═══ Given data ═══

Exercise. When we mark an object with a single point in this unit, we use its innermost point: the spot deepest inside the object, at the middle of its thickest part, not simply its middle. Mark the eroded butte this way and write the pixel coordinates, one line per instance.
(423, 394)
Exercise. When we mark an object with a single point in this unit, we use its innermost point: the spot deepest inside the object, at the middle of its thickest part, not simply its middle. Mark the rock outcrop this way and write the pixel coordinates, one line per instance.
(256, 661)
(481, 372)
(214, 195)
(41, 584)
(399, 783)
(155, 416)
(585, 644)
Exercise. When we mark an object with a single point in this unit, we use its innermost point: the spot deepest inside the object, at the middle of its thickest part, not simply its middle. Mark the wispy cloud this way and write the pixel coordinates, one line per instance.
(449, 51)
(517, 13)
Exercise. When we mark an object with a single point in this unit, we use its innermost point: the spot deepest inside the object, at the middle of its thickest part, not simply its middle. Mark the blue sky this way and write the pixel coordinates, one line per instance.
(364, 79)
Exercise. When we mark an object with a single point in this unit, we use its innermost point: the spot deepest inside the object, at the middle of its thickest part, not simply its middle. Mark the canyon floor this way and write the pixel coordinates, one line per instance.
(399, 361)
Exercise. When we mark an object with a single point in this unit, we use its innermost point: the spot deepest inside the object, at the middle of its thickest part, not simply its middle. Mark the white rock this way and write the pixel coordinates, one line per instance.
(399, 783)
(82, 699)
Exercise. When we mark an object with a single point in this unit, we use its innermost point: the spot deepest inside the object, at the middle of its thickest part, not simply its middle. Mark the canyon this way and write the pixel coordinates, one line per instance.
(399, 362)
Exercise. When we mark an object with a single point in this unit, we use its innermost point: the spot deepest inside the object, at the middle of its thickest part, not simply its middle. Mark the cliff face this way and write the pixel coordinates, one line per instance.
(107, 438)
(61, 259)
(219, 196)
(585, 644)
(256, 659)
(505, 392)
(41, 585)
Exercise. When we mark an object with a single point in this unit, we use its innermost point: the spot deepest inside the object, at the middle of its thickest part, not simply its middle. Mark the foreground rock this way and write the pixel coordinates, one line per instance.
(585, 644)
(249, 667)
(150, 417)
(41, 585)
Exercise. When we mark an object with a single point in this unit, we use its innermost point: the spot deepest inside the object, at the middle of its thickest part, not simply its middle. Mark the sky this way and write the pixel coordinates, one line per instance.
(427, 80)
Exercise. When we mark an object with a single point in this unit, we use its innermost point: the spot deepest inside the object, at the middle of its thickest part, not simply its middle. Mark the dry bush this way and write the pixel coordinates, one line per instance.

═══

# What is expected
Type out the whole listing above again, exactly as it stands.

# Result of the task
Exercise. When we mark an object with a single point in this unit, we use its innermost point: the spot deepest inside the object, at the middle of its thickest part, not simply its middle. Mark the eroded butte this way and write the pixel coordinates, one line per instance.
(423, 394)
Exercise. When we mark an object with a single point in this unit, we use its innermost point: the spot deepest inside the object, at the middle of its thickest part, not simply its middle. Mark the rock outcrop this way and write the pixel coordinates, one line per instance.
(256, 661)
(481, 372)
(214, 195)
(41, 584)
(399, 783)
(155, 416)
(585, 644)
Exercise. When we mark an object with a single point in this unit, we use its innermost point: the spot deepest inside the object, at the middle of its thickest part, not simply its middle. Mark the wispy cloud this way and write the pixel coordinates, one line per instance.
(449, 51)
(517, 13)
Exercise. When we mark an object with a single point in this unit, we use its innermost point: the spot deepest inside the object, at the middle of its thickest part, not simply its middle. Mark the blue sky this way and write the pixel coordinates, one line per instance.
(364, 79)
Exercise. When we mark an object with a single point in this unit, we use its innermost point: the spot deepest inside the object, at the middle of its thickest part, not simply its middle. Mark the canyon floor this way and write the pixel coordinates, one line per instance.
(399, 361)
Exercise. When we mark an object with a single point in this unit, we use its innermost point: the spot deepest inside the object, at the middle of its thickest part, not simply its middle. Mark the white rock this way and write the pixel coordinates, one line per instance.
(399, 783)
(82, 699)
Exercise. When we mark an object with a single point in this unit, we use its innermost point: the spot deepest inside the object, at the middle of its thickest part, not simply its middle. Mark the canyon this way and write the pixel coordinates, one line per instance.
(399, 362)
Exercise. When we mark an object with a single point in this unit, we use its innermost point: the spot deepest inside the object, at the middle of its thickest part, not simply its middle. Mark the cliff face this way and write the pixel coordinates, one line per instance.
(107, 438)
(61, 259)
(219, 196)
(585, 644)
(256, 659)
(505, 392)
(41, 585)
Exercise. When we mark an object with a single point in this unit, we use its innermost point: the spot deepest inside the object, at the middle of its thickest part, not simply its middle. Mark the foreground rock this way and write the pixel coordinates, one line per instance.
(585, 644)
(249, 667)
(150, 417)
(41, 585)
Exercise. When we mark an object with a single point in this unit, we use its innermost point: the spot deepest inside the object, at the middle of its thickest part, not simply its middle. Mark the sky this way and write the pixel coordinates, one line per instance.
(427, 80)
Exercise. When we mark an object with a single point in this unit, we use its innermost point: the spot deepest inside the object, at the middle of its thickest part, not simply its middle. Mark the dry bush this way and write the pixel coordinates, one line per instance.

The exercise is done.